§ **Your tasks**
1. Rewrite the testimony on Canada's response to natural disasters abroad, starting with "Thank you very" and going on through "the CIDA colleagues.", with "bureau" changed to "division".
2. In the testimony on Canada's response to natural disasters abroad, who is the director general in the Americas bureau?
3. Go on with the testimony on Canada's response to natural disasters abroad from where it stops.

§ **Extract provided**
######
Thank you very much, Mr. Chair.
By way of introduction, I have with me Patricia Fortier, who is with our consular operations bureau, and Neil Reeder, who is the director general in our Americas bureau. I am the director general of our stabilization and reconstruction task force, and Leslie will introduce the CIDA colleagues.
I am very glad to be here today to discuss the measures taken by the Government of Canada following the earthquake that shook Haiti on January 11, 2010, as well as to discuss our response strategy in natural disaster cases in this region more broadly.
When natural disasters occur abroad, the Government of Canada tries to respond by using a set of proven and effective mechanisms and procedures intended to make our action coordinated and coherent. These mechanisms involve three main elements: first, standardization of operational procedures for managing interministerial coordination; second, release of information and decision-making; third, outlining of intervention possibilities available to the government. This also includes a standing interministerial task force, 24/7 monitoring measures, and exercises on lessons learned in order to continue steadily improving our capacity to respond to disasters.
Our procedures are tested regularly, and we ensure that staff is trained government wide, so that everyone's roles and responsibilities are known and there is no need to become familiar with them when a disaster occurs.
######
§ **Entries provided**
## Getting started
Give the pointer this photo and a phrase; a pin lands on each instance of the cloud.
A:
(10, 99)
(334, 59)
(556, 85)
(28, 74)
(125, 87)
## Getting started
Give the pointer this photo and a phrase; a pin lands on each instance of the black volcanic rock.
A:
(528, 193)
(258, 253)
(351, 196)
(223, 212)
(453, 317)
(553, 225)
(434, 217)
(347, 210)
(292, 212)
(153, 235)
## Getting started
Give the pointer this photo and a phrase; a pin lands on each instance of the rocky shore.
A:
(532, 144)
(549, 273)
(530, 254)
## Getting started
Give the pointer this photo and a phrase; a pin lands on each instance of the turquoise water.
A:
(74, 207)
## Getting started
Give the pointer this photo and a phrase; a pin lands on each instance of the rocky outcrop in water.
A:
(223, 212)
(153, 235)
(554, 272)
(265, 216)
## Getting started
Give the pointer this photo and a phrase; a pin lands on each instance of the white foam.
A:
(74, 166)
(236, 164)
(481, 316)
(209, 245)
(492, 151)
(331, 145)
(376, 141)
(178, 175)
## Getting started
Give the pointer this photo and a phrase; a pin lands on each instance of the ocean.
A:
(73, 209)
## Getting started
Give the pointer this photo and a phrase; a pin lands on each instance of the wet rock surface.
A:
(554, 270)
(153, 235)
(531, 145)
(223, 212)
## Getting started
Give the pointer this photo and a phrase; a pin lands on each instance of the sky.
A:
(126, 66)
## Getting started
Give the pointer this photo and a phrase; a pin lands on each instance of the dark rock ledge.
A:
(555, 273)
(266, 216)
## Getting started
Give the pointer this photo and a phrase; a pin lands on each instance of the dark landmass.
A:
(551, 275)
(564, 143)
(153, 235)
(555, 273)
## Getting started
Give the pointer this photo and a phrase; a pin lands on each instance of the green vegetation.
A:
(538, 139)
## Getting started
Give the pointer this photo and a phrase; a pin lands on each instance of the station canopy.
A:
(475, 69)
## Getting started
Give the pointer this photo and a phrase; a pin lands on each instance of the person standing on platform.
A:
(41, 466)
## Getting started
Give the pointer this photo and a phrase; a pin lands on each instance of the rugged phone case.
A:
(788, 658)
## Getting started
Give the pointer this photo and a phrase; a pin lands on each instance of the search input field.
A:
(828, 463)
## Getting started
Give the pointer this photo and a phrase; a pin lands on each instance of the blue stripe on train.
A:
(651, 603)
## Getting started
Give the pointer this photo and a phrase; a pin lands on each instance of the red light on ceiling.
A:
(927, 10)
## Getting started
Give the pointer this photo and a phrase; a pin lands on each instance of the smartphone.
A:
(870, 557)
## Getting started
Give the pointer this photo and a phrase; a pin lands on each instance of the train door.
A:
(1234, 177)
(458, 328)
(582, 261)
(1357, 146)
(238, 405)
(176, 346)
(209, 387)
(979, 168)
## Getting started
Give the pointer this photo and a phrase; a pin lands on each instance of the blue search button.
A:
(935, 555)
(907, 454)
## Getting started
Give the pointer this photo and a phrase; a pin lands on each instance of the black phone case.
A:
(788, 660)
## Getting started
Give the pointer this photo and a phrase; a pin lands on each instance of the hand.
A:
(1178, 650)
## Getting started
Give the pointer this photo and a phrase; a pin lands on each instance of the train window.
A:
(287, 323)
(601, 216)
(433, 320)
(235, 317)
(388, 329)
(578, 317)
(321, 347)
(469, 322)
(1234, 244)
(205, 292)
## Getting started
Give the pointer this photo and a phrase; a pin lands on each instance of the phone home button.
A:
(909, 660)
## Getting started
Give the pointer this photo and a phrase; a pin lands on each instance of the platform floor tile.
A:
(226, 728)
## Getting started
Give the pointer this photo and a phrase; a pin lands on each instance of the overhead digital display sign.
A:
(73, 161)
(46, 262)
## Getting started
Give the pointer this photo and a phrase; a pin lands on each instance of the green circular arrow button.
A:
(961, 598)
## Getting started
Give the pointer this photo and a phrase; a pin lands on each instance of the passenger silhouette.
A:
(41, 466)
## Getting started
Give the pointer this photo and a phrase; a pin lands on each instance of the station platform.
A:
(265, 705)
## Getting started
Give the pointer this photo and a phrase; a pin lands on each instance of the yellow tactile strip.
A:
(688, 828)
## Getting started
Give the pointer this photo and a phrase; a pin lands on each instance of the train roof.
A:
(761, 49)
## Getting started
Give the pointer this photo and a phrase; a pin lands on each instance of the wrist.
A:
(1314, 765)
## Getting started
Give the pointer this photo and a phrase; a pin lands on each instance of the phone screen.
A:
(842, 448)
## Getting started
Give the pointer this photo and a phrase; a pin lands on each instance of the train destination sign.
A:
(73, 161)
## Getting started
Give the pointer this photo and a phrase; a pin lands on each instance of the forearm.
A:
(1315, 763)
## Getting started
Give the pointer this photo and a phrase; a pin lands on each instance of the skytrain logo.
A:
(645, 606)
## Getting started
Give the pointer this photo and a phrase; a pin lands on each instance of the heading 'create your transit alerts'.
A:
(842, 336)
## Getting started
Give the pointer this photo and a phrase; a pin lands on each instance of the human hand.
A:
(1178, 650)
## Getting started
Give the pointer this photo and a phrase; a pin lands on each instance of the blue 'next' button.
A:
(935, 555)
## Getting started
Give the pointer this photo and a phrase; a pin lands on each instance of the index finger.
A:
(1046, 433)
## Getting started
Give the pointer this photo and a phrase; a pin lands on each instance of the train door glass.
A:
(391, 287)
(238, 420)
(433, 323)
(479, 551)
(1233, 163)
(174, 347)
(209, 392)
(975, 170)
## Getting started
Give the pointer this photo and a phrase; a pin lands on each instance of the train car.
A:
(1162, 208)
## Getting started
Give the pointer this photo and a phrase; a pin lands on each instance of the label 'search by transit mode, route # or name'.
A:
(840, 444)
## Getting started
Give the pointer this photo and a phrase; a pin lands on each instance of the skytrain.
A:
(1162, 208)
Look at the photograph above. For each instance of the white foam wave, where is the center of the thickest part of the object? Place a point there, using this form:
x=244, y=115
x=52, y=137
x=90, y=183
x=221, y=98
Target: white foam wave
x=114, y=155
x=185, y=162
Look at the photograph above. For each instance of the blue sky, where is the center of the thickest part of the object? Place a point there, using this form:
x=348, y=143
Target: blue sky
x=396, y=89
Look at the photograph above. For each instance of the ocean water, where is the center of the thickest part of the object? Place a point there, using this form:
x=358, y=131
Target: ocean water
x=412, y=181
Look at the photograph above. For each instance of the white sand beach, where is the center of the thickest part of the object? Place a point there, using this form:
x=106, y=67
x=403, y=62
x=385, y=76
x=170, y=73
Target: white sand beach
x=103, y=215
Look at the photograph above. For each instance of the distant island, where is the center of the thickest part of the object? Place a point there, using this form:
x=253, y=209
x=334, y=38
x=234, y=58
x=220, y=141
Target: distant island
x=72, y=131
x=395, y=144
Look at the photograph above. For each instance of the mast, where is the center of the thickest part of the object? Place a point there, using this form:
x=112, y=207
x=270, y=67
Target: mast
######
§ **Written responses**
1.
Thank you very much, Mr. Chair.
By way of introduction, I have with me Patricia Fortier, who is with our consular operations division, and Neil Reeder, who is the director general in our Americas division. I am the director general of our stabilization and reconstruction task force, and Leslie will introduce the CIDA colleagues.

2. Neil Reeder

3.
In essence, our bottom line is this: we've developed over the last decade a set of standard operating procedures across the Government of Canada that have served us extraordinarily well. I sometimes joke among my colleagues that it's not a Magic 8 Ball that you shake and then look at the standard operating procedures and it tells you the answer to the crisis. It doesn't necessarily tell us that, but what it has helped us to do, time and again, is to lay out a framework within which the Government of Canada can respond, so that colleagues across government know what's expected of them, so that our roles and responsibilities are clear, and so that we're not exchanging business cards after a crisis strikes.
How does this work in practice? To put it into context, every year Canada monitors hundreds of natural disasters abroad. Foreign Affairs has procedures and templates in place to consult with our missions on the impact of these disasters on the affected country, the majority of which don't require a whole-of-government response.
In this respect, it's generally through our colleagues at CIDA that we would respond to dozens of small and medium-sized disasters that don't garner widespread international attention. But in the case of significant natural disasters abroad, my organization, the stabilization and reconstruction task force within Foreign Affairs, is responsible for convening the standing interdepartmental task force on natural disasters abroad.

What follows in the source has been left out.